Given text |
########################################

In automotive lighting, it’s time to say goodbye to discrete solutions


Auto manufacturers are using light-emitting diodes (LEDs) beyond the traditional front, rear, day-running, stop and turn lights to make their vehicles stand out in the market. LEDs are now appearing in side markers, license plates, brand logos, welcome lights, and ambient lights.

To drive these LEDs, you must consider:

  • The accuracy of the current so that the homogeneity of the LEDs are much better.
  • The changing brightness of the LEDs, thus requiring some kind of dimming.
  • The diagnosis and protection of the LED open/short circuit, as well as thermal protection, since safety is always a key concern in automobiles.
  • How to improve energy efficiency.

LEDs have traditionally been driven by discrete solutions. Figure 1 shows three typical options: an operational amplifier (op amp) (option 1), a bipolar configuration with the power directly connected to the car battery (option 2) or some type of shunt regulation (option 3).

Figure 1: Typical discrete solutions to drive LED

Let’s take a look at option 1 first, an op amp driven from the low side. An op amp enables you to achieve relatively high accuracy (<10%) and dimmable LEDs are also possible. With this solution, however, it’s difficult to achieve the diagnostics for LED open and short circuits. And the dropout voltage is as high as 1V, which is not very energy-efficient.

########################################

Your task |
Please quote the automotive lighting text above word for word, between "Auto manufacturers are" and "and ambient lights.", inclusive.

Entries shown |
########################################

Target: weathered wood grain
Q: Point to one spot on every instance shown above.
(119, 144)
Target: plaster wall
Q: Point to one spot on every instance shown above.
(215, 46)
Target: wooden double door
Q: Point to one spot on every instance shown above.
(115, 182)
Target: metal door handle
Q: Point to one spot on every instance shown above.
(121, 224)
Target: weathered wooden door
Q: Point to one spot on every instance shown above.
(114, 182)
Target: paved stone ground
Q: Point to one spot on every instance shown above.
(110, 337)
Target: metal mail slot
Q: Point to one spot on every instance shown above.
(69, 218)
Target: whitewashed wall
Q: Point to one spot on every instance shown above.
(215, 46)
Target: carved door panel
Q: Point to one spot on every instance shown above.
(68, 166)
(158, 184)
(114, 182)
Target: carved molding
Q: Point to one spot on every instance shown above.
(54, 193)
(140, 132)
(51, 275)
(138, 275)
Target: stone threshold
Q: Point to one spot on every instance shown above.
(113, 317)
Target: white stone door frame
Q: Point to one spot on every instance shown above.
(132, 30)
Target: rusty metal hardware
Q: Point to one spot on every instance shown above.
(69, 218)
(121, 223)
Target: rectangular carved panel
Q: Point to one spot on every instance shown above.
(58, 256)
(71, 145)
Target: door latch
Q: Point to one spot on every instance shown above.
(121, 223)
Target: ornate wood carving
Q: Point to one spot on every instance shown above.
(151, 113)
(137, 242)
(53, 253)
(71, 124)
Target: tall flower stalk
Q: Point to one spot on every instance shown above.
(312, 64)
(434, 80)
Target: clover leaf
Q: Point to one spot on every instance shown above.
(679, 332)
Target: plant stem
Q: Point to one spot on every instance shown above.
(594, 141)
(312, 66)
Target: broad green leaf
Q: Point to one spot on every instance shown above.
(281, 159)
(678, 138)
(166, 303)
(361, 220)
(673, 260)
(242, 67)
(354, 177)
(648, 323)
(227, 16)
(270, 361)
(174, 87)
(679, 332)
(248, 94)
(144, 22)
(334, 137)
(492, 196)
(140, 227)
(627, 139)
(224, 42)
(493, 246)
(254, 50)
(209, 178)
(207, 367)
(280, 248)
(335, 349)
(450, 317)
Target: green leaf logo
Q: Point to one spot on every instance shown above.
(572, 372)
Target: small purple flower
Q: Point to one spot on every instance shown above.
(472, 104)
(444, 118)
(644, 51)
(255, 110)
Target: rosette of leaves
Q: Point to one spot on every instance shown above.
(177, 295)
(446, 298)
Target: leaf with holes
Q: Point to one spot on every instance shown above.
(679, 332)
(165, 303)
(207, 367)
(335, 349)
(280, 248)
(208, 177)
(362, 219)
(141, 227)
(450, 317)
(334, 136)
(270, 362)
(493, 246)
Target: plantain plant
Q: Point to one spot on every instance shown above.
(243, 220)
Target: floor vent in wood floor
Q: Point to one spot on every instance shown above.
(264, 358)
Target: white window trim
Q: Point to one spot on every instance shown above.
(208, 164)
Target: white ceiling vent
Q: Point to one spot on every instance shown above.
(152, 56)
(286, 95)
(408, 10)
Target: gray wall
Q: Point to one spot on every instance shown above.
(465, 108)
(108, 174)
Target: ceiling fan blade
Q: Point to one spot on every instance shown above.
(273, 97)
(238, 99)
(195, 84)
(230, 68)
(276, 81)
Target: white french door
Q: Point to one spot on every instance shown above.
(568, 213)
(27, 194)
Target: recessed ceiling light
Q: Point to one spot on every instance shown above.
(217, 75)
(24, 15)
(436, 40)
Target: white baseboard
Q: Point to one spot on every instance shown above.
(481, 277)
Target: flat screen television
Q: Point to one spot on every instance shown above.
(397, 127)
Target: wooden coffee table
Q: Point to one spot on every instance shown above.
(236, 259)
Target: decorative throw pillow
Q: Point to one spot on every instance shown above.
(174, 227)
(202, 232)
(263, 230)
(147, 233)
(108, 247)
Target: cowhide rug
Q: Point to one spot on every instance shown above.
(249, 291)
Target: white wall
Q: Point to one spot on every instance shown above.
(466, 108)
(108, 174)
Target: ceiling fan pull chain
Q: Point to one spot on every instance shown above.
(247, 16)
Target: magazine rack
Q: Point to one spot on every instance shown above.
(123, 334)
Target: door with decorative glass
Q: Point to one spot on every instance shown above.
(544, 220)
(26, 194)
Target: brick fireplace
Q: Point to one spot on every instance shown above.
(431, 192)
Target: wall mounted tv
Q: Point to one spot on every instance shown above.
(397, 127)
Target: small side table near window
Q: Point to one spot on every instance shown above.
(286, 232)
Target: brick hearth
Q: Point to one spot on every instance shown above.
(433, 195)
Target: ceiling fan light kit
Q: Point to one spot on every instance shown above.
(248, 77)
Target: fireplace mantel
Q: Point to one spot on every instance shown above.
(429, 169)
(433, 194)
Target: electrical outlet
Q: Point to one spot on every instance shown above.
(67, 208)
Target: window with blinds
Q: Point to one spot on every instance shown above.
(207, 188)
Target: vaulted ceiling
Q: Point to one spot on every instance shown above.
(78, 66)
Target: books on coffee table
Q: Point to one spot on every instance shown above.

########################################

Task answer |
Auto manufacturers are using light-emitting diodes (LEDs) beyond the traditional front, rear, day-running, stop and turn lights to make their vehicles stand out in the market. LEDs are now appearing in side markers, license plates, brand logos, welcome lights, and ambient lights.